Write the data below out again in full, exactly as shown.

Point-per-instance localization data:
****************************************

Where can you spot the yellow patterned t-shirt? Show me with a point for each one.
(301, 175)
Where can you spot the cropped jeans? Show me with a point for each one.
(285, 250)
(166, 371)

****************************************

**OUTPUT OF THE TASK**:
Where can you spot the yellow patterned t-shirt? Show me with a point for each one.
(301, 175)
Where can you spot the cropped jeans? Show me with a point for each one.
(285, 250)
(166, 371)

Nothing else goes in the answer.